__PAGE TEXT__:
* * *

By Glenn Gould, CEO of MKJ Marketing

Consumers rely on websites and apps for almost everything these days, so why would we expect anything different in the deathcare industry?

While it’s unlikely that traditional funeral services will be arranged online, simple cremation lends itself to e-commerce.

In fact, we have seen this model proven through investment-funded technology company Tulip Cremation. Tulip is spreading quickly across the U.S. – offering one package for simple cremation, low prices, and easy planning through its website.

However, online cremation is not for every funeral business because it demands a progressive mindset with an interest in expanding to serve diverse aspects of the deathcare consumer. It also requires being comfortable with technology.

Contemporary deathcare businesses want and need to serve all segments of their community to protect market share and to secure future business. The greatest challenge in serving all segments of a diverse consumer base is to minimize overhead costs. It’s just not practical to build a discount funeral home facility and a minimum cremation office. This is why so many local funeral homes are investing in online cremation arrangement websites.

What should I offer online?

With so many active cremation arrangement websites, we are beginning to see what works and how best to market them. One of the most significant findings is that the online customer wants to keep it simple and tends to purchase the simplest packages.

Because funeral homes are accustomed to offering ancillary services both to better serve families and to increase sales and profits, many initially include additional services and products on their website. Depending on the market, this can be a good strategy for increasing the average sale. For some markets, primarily large metro areas, it is better to keep the options streamlined.

How to market an online service

There are two fundamental branding strategies:

  • Promote as an extension of an existing funeral business
  • Promote as a stand-alone business

The recommended strategy is to name the online business differently, while promoting the online arrangement website as an extension of the existing funeral business. This will reduce advertising costs and accelerate the online business. The name should be chosen with search engine optimization in mind, as well as competitive analysis.

The primary reason for operating the online arrangement as an independent business is to avoid having to explain the price difference between the funeral home and the website. Most businesses – including auto dealers, hotels, apparel, appliances, etc. -offer lower price options online. Because there is a clear difference between a do-it-yourself option versus a full-service funeral home, the justification for the lower price is self-explanatory.

Best practices for staff

Even if the business starts out as a stand-alone business, sooner or later, the public will learn who is sponsoring the website. Interested consumers will call the funeral home with questions about this new death services option.

The best situation is to designate one individual staff member to take all inquiries about the online service.

However, all staff members should be prepared to differentiate the online service from the funeral home service. To demonstrate the difference between the higher-priced funeral home service from the online package, there should be a chart that contrasts the services provided.

* * *

__SUPPLIED DATA__:
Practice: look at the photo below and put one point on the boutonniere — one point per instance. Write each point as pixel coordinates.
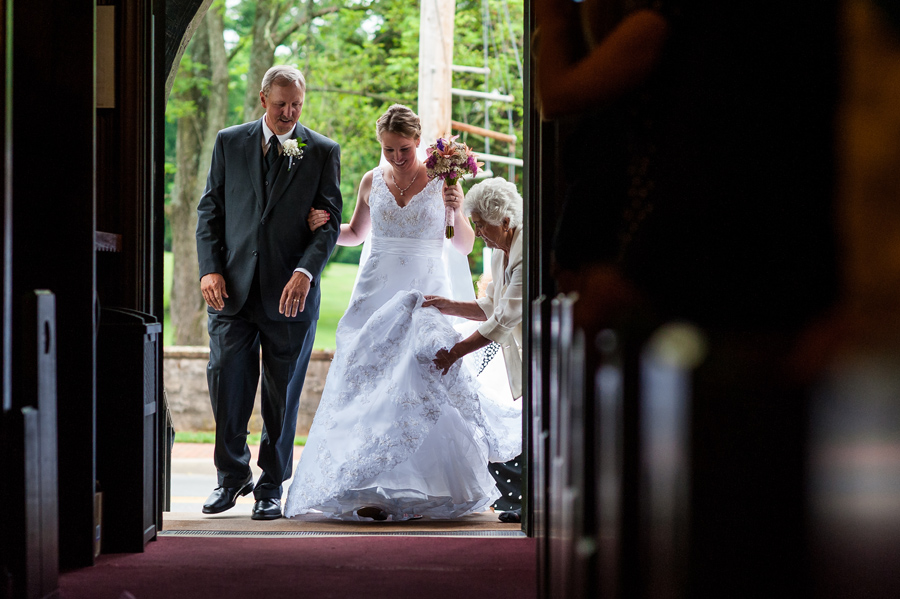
(293, 148)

* * *

__PROBLEMS TO WORK ON__:
(a) From the article on online cremation, reproduce verbatim the part that opens with the words containing "The best situation" and closes with "the services provided.".
(b) According to the article on online cremation, what kind of packages do online customers tend to purchase?

__OUTPUTS BY TASK__:
(a)
The best situation is to designate one individual staff member to take all inquiries about the online service.

However, all staff members should be prepared to differentiate the online service from the funeral home service. To demonstrate the difference between the higher-priced funeral home service from the online package, there should be a chart that contrasts the services provided.

(b) The simplest packages.